Extracted records:
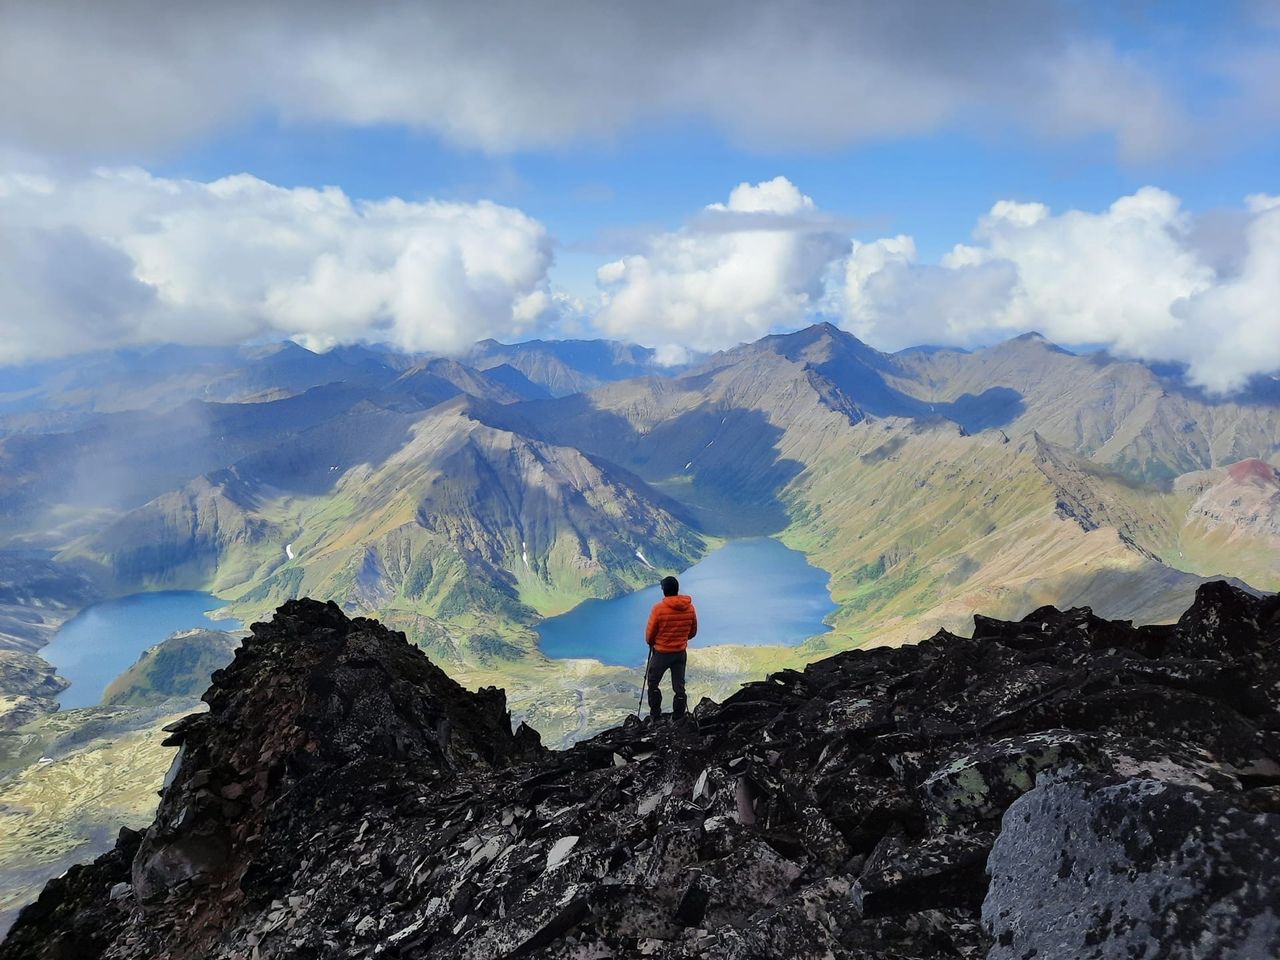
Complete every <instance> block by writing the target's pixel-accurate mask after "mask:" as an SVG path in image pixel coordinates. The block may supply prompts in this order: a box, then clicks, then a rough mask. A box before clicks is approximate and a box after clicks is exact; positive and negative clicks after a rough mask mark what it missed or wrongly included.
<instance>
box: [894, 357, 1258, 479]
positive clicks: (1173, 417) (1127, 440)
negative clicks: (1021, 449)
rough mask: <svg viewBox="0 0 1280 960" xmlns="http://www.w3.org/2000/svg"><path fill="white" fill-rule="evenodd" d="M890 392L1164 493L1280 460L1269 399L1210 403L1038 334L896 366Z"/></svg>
mask: <svg viewBox="0 0 1280 960" xmlns="http://www.w3.org/2000/svg"><path fill="white" fill-rule="evenodd" d="M893 360H895V361H896V364H897V370H896V372H895V374H893V375H891V376H890V378H888V379H890V383H892V384H893V385H895V387H897V388H899V389H901V390H904V392H906V393H910V394H913V396H915V397H918V398H920V399H924V401H928V402H929V403H932V404H934V406H938V407H942V406H945V404H951V407H954V408H959V412H957V413H956V416H957V419H959V420H960V421H961V422H968V421H966V413H969V415H970V419H972V420H974V421H977V422H968V425H969V426H970V428H974V426H977V428H982V426H1000V428H1001V429H1004V430H1005V431H1006V433H1009V434H1010V435H1023V434H1029V433H1033V431H1034V433H1038V434H1041V435H1042V436H1044V438H1046V439H1048V440H1051V442H1053V443H1057V444H1062V445H1065V447H1069V448H1070V449H1073V451H1075V452H1076V453H1080V454H1084V456H1087V457H1088V458H1089V460H1092V461H1093V462H1096V463H1098V465H1105V466H1107V467H1111V468H1112V470H1116V471H1119V472H1121V474H1124V475H1126V476H1129V477H1130V479H1133V480H1140V481H1157V483H1162V484H1165V485H1166V486H1167V485H1169V483H1171V481H1172V479H1174V477H1175V476H1178V475H1180V474H1185V472H1189V471H1193V470H1203V468H1210V467H1215V466H1219V465H1226V463H1231V462H1235V461H1239V460H1245V458H1249V457H1258V456H1263V457H1265V456H1268V454H1270V453H1272V452H1276V451H1280V415H1277V410H1276V403H1275V402H1274V399H1270V401H1268V399H1267V398H1265V397H1256V396H1251V394H1245V396H1244V397H1240V398H1226V399H1211V398H1207V397H1204V396H1203V394H1202V393H1201V392H1198V390H1196V389H1190V388H1188V387H1185V385H1183V384H1180V383H1176V381H1172V380H1170V379H1162V378H1160V376H1157V374H1156V372H1155V371H1153V370H1151V369H1149V367H1147V366H1144V365H1142V364H1137V362H1125V361H1119V360H1115V358H1114V357H1110V356H1107V355H1102V353H1097V355H1089V356H1076V355H1074V353H1069V352H1066V351H1064V349H1061V348H1059V347H1055V346H1053V344H1052V343H1050V342H1047V340H1046V339H1044V338H1042V337H1039V335H1038V334H1024V335H1023V337H1018V338H1015V339H1011V340H1006V342H1005V343H1001V344H997V346H995V347H989V348H986V349H980V351H974V352H973V353H961V352H955V351H932V352H909V353H904V355H897V356H895V357H893Z"/></svg>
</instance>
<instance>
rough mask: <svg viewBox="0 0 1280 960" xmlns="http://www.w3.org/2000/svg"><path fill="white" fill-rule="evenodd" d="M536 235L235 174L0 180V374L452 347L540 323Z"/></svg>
mask: <svg viewBox="0 0 1280 960" xmlns="http://www.w3.org/2000/svg"><path fill="white" fill-rule="evenodd" d="M550 261H552V244H550V239H549V237H548V236H547V232H545V229H544V228H543V225H541V224H540V223H538V221H536V220H534V219H531V218H530V216H527V215H525V214H524V212H521V211H518V210H513V209H511V207H504V206H498V205H495V204H490V202H479V204H453V202H436V201H426V202H408V201H403V200H398V198H390V200H381V201H372V202H357V201H353V200H351V198H349V197H348V196H347V195H346V193H343V192H342V191H340V189H337V188H333V187H328V188H324V189H311V188H291V189H287V188H282V187H276V186H273V184H270V183H266V182H264V180H261V179H257V178H255V177H250V175H237V177H228V178H224V179H220V180H215V182H211V183H200V182H193V180H179V179H165V178H159V177H152V175H150V174H147V173H145V172H142V170H140V169H101V170H96V172H93V173H92V174H88V175H76V177H59V175H31V174H19V173H9V174H0V362H19V361H23V360H29V358H35V357H44V356H56V355H64V353H73V352H79V351H84V349H92V348H97V347H115V346H120V344H127V343H157V342H170V343H237V342H242V340H246V339H250V338H255V337H262V335H278V337H296V338H298V339H301V340H302V342H306V343H308V344H311V346H320V347H323V346H329V344H333V343H340V342H351V340H380V342H387V343H392V344H394V346H397V347H401V348H403V349H411V351H420V349H430V351H440V352H451V351H460V349H462V348H465V347H466V346H468V344H471V343H472V342H475V340H476V339H480V338H484V337H509V335H513V334H516V335H518V334H521V333H525V332H529V330H531V329H535V328H536V326H538V325H539V324H540V323H541V321H543V320H544V319H545V317H547V315H548V312H549V311H552V307H553V303H552V298H550V294H549V291H548V285H547V271H548V269H549V266H550Z"/></svg>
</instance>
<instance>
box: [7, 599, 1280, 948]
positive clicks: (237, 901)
mask: <svg viewBox="0 0 1280 960" xmlns="http://www.w3.org/2000/svg"><path fill="white" fill-rule="evenodd" d="M974 620H975V623H974V635H973V637H961V636H955V635H951V634H947V632H945V631H943V632H940V634H937V635H936V636H933V637H931V639H929V640H925V641H924V643H920V644H918V645H914V646H902V648H896V649H892V648H877V649H869V650H855V652H850V653H842V654H838V655H836V657H831V658H828V659H824V660H819V662H815V663H813V664H810V666H809V667H806V668H805V669H804V671H803V672H799V671H785V672H781V673H776V675H773V676H771V677H769V678H768V680H764V681H760V682H754V684H749V685H746V686H744V687H742V689H741V690H740V691H739V692H736V694H735V695H732V696H730V698H728V699H727V700H726V701H724V703H721V704H716V703H712V701H709V700H704V701H703V703H700V704H699V707H698V708H696V710H695V712H694V714H695V716H694V718H691V719H686V721H685V722H681V723H676V724H659V726H657V727H654V726H650V724H641V723H637V722H634V721H628V722H627V723H626V724H623V726H622V727H617V728H614V730H611V731H607V732H604V733H602V735H599V736H596V737H594V739H591V740H588V741H582V742H579V744H576V745H575V746H573V748H572V749H570V750H564V751H549V750H547V749H544V748H543V746H541V744H540V741H539V737H538V735H536V733H535V732H534V731H531V730H530V728H527V727H525V726H521V727H520V728H517V730H516V731H515V732H512V730H511V721H509V714H508V712H507V707H506V701H504V696H503V694H502V691H499V690H495V689H492V687H490V689H484V690H480V691H479V692H468V691H466V690H463V689H462V687H461V686H460V685H457V684H456V682H453V681H452V680H451V678H449V677H448V676H447V675H444V672H443V671H440V669H439V668H436V667H435V666H434V664H431V663H430V662H429V660H428V658H426V657H425V655H424V654H422V653H421V652H420V650H417V649H416V648H415V646H412V645H410V644H408V643H407V641H406V640H404V637H403V635H401V634H397V632H393V631H389V630H387V628H385V627H383V626H381V625H380V623H378V622H375V621H371V620H364V618H356V620H348V618H347V617H346V616H344V614H343V613H342V612H340V611H339V609H338V608H337V607H335V605H334V604H332V603H330V604H321V603H317V602H314V600H293V602H289V603H287V604H284V605H283V607H280V608H279V611H278V612H276V613H275V617H274V620H273V621H271V622H269V623H255V625H253V627H252V636H250V637H248V639H246V640H244V643H243V645H242V646H241V648H239V650H238V652H237V654H236V659H234V662H233V663H232V664H230V666H229V667H227V668H225V669H223V671H219V672H218V673H215V675H214V682H212V686H211V687H210V689H209V691H207V692H206V694H205V700H206V701H207V703H209V712H207V713H204V714H195V716H192V717H188V718H187V719H184V721H182V722H179V723H178V724H177V726H175V727H174V728H173V730H172V742H174V744H178V745H180V749H179V753H178V756H177V758H175V762H174V767H173V771H172V772H170V776H169V778H168V781H166V785H165V787H164V792H163V795H161V803H160V808H159V812H157V814H156V819H155V823H154V824H152V826H151V827H150V829H147V831H146V832H145V833H143V835H138V833H133V832H129V831H125V832H123V833H122V836H120V838H119V842H118V845H116V847H115V850H113V851H111V852H109V854H106V855H105V856H102V858H100V859H99V860H96V861H95V863H92V864H90V865H83V867H76V868H72V869H70V870H69V872H68V873H67V874H65V876H64V877H61V878H59V879H55V881H52V882H50V883H49V886H47V887H46V888H45V891H44V893H42V895H41V897H40V900H38V901H37V902H36V904H33V905H31V906H28V908H27V909H26V910H24V911H23V913H22V914H20V916H19V918H18V920H17V923H15V925H14V927H13V929H12V932H10V934H9V938H8V940H6V941H5V943H4V945H3V946H0V957H3V959H4V960H17V959H19V957H58V959H69V957H76V959H77V960H91V959H93V957H104V959H108V957H110V959H120V960H124V959H129V960H132V959H136V957H138V959H141V957H148V959H150V957H156V959H159V957H170V959H173V960H178V959H179V957H216V959H223V960H230V959H232V957H236V959H237V960H250V959H253V960H261V959H265V957H282V959H283V957H293V959H298V960H301V959H303V957H360V956H370V957H371V956H385V957H451V960H465V959H476V960H480V959H485V957H580V959H582V960H588V959H600V960H603V959H604V957H639V956H657V957H723V959H726V960H728V959H730V957H735V959H742V960H746V959H749V957H788V959H792V960H805V959H808V957H814V959H817V957H842V959H849V960H873V959H883V960H887V959H888V957H895V959H897V960H904V959H915V960H932V959H934V957H938V959H941V957H991V959H992V960H1014V959H1015V957H1016V959H1025V957H1042V959H1043V957H1129V956H1146V957H1157V956H1158V957H1249V959H1253V957H1271V956H1277V955H1280V598H1276V596H1268V598H1257V596H1252V595H1249V594H1245V593H1243V591H1240V590H1236V589H1234V588H1231V586H1230V585H1228V584H1225V582H1211V584H1207V585H1204V586H1203V588H1201V590H1199V593H1198V594H1197V596H1196V600H1194V604H1193V605H1192V607H1190V608H1189V609H1188V611H1187V612H1185V614H1184V616H1183V617H1181V618H1180V620H1179V622H1178V623H1176V625H1169V626H1147V627H1138V628H1135V627H1133V626H1132V625H1130V623H1128V622H1115V621H1103V620H1100V618H1097V617H1094V616H1093V614H1092V613H1091V612H1089V609H1087V608H1082V609H1071V611H1066V612H1060V611H1057V609H1053V608H1051V607H1046V608H1041V609H1037V611H1036V612H1033V613H1030V614H1029V616H1027V617H1025V618H1023V620H1021V621H1019V622H1002V621H995V620H988V618H984V617H975V618H974Z"/></svg>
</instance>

Required action: Copy the entries from the start through the line that contains "392L1164 493L1280 460L1269", changing "negative clicks" to "exclusion clicks" and keeping everything else the same. Leave the pictures out.

Task answer:
Complete every <instance> block by writing the target's pixel-accurate mask after "mask:" as an SVG path in image pixel coordinates. The block may supply prompts in this order: a box, then clicks, then a rough mask. A box before clicks is approximate and a box after clicks is exact; positive and exclusion clicks after a rough mask mark what it missed or wrongly included.
<instance>
box: [894, 357, 1258, 479]
positive clicks: (1173, 417) (1127, 440)
exclusion clicks: (1021, 449)
rough mask: <svg viewBox="0 0 1280 960" xmlns="http://www.w3.org/2000/svg"><path fill="white" fill-rule="evenodd" d="M890 392L1164 493L1280 460L1269 399L1210 403L1038 334L896 366Z"/></svg>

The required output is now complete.